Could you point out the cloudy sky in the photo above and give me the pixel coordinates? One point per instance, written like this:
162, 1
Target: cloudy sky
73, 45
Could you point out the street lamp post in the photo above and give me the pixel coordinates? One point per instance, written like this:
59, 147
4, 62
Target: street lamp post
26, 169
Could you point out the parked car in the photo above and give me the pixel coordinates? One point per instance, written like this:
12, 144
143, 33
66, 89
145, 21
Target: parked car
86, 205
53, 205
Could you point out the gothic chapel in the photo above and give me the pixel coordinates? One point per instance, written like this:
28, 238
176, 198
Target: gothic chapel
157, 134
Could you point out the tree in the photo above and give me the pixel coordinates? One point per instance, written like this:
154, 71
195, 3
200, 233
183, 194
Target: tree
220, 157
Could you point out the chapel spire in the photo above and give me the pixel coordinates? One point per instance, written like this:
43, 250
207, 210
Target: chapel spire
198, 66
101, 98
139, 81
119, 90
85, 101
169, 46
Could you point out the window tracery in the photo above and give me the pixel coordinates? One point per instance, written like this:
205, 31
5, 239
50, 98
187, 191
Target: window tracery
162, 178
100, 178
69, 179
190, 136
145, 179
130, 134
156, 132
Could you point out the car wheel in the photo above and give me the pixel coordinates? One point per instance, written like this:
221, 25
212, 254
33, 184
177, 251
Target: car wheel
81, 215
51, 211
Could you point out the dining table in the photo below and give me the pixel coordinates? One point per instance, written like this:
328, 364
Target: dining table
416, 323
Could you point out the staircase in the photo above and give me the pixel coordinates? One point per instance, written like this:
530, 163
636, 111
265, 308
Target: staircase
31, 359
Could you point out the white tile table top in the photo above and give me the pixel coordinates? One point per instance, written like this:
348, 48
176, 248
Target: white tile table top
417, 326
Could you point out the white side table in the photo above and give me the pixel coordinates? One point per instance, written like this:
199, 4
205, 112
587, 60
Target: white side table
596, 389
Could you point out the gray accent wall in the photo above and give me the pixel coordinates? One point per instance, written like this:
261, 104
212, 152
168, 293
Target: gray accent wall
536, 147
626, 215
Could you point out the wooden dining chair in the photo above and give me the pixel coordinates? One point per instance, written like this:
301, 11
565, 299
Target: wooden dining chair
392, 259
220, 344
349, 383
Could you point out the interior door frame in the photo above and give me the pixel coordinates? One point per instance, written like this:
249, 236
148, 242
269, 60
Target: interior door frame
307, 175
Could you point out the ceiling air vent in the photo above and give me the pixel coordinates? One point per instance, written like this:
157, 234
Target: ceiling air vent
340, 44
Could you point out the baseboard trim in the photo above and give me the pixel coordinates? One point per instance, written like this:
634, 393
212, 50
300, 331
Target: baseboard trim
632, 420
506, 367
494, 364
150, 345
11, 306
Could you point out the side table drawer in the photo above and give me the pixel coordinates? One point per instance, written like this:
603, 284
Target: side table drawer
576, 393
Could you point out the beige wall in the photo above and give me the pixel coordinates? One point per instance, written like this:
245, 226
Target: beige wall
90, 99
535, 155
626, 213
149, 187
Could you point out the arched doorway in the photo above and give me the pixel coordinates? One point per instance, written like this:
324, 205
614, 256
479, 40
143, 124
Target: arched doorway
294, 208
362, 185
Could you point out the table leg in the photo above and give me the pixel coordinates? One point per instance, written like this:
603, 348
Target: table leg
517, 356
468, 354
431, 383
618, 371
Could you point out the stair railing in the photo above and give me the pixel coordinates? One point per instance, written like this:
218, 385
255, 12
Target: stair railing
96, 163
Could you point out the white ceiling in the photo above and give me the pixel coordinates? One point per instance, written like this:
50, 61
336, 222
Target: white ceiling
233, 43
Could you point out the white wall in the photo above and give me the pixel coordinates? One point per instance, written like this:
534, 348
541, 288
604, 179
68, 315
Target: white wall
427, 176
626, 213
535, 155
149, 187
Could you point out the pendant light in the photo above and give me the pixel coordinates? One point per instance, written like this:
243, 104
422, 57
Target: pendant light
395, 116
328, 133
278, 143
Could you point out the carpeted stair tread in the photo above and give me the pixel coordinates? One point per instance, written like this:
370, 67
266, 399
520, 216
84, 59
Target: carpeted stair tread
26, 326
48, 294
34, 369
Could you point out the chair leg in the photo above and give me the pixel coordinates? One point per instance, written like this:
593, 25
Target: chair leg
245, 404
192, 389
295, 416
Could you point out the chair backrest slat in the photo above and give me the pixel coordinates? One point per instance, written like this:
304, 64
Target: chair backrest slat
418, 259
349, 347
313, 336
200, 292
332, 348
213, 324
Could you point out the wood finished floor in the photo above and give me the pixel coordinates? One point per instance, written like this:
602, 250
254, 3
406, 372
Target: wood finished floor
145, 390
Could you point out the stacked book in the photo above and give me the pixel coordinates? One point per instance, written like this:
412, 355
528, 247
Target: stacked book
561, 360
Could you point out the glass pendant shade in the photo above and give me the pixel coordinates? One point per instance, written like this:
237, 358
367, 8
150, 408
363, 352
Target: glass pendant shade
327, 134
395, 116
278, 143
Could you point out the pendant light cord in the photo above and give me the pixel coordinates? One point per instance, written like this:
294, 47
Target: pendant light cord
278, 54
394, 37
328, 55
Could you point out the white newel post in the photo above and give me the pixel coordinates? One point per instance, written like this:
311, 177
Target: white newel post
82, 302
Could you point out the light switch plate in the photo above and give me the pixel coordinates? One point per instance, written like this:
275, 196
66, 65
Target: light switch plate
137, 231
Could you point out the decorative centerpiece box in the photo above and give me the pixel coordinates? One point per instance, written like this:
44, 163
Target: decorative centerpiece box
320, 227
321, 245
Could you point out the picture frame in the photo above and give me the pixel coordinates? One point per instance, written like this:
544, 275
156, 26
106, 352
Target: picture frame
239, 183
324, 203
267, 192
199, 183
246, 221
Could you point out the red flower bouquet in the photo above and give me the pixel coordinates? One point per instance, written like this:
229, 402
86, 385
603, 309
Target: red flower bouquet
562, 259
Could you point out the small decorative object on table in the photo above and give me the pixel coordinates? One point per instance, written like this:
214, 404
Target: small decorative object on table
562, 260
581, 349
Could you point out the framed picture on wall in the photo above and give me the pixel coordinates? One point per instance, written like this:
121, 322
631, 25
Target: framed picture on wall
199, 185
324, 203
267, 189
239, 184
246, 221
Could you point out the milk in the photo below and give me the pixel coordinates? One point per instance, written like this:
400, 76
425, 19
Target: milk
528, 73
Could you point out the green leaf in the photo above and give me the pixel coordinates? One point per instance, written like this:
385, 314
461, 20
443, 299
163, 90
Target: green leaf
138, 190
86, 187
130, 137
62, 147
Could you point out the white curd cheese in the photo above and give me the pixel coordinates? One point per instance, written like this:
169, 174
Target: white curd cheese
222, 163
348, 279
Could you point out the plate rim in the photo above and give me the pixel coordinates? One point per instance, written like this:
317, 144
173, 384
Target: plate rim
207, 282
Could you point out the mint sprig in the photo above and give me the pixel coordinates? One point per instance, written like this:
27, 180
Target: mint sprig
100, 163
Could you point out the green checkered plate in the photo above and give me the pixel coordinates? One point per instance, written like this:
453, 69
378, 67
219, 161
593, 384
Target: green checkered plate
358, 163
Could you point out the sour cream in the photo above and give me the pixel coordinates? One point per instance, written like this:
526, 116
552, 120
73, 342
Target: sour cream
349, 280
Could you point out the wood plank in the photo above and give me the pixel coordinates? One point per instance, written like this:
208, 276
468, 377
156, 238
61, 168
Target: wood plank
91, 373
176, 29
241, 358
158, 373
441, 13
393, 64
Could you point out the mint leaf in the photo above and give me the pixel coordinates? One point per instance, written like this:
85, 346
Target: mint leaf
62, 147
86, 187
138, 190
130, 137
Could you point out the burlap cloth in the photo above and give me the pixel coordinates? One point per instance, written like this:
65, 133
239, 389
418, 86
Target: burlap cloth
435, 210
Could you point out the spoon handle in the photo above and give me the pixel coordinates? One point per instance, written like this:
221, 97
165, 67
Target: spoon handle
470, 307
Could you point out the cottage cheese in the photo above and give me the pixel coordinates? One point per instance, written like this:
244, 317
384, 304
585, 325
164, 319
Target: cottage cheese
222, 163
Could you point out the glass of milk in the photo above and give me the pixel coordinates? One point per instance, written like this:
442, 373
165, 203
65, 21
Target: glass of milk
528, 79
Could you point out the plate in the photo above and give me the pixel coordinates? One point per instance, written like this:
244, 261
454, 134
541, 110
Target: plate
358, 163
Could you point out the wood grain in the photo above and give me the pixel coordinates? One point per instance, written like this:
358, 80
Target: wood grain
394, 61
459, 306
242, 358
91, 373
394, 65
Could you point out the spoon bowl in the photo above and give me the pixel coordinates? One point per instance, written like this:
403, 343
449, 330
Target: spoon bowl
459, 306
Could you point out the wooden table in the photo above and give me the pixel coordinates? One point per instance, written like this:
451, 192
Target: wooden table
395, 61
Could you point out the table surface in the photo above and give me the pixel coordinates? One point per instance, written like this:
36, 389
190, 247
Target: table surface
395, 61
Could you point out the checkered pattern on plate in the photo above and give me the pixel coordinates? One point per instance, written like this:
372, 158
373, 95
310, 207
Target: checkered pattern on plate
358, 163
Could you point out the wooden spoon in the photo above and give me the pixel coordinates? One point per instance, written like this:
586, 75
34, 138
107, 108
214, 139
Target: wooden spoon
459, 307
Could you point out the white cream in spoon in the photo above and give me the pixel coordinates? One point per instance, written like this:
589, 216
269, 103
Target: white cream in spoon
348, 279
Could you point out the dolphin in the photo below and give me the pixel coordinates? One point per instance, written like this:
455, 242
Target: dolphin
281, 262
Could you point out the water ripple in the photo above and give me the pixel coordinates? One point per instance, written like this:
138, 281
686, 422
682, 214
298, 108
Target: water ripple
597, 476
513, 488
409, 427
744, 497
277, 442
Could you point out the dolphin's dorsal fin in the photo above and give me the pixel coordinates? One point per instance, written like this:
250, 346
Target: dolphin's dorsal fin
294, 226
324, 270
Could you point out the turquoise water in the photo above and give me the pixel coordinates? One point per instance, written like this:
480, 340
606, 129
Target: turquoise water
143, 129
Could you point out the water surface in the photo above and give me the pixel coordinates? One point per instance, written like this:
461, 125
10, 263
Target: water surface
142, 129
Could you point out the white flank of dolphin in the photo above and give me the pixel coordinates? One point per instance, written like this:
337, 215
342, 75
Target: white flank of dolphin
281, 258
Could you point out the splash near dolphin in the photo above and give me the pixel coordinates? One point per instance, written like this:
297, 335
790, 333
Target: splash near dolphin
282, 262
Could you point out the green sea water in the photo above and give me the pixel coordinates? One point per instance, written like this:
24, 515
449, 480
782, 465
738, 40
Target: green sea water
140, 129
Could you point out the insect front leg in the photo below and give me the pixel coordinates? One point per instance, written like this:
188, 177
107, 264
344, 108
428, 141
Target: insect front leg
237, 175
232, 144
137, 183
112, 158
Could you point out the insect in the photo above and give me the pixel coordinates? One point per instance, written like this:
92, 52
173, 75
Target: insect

···

Your task is to transcribe the line containing "Could you point out the white flank" and every line after it, through the last line of the data, exactly as written and with nothing more.

**Exercise output:**
Could you point out the white flank of dolphin in the photo above and give me the pixel coordinates? One point per instance, written like this:
337, 215
342, 75
Target: white flank of dolphin
281, 258
Could you point out the splash near dolphin in the photo above and give me the pixel coordinates? One point per instance, written like this:
297, 335
790, 333
Target: splash near dolphin
282, 262
Could you point out the green sea water in the photo above and give me the pixel coordinates? One point per instance, written like this:
24, 515
449, 480
782, 465
738, 40
Target: green sea water
140, 129
Could you point out the insect front leg in the photo below and give me the pixel coordinates? One point per instance, written like this:
188, 177
107, 264
344, 108
428, 141
Target: insect front leg
237, 175
232, 144
137, 183
112, 158
Could you point out the insect in the photo above and give me the pixel coordinates? One point per instance, written like this:
92, 52
173, 75
Target: insect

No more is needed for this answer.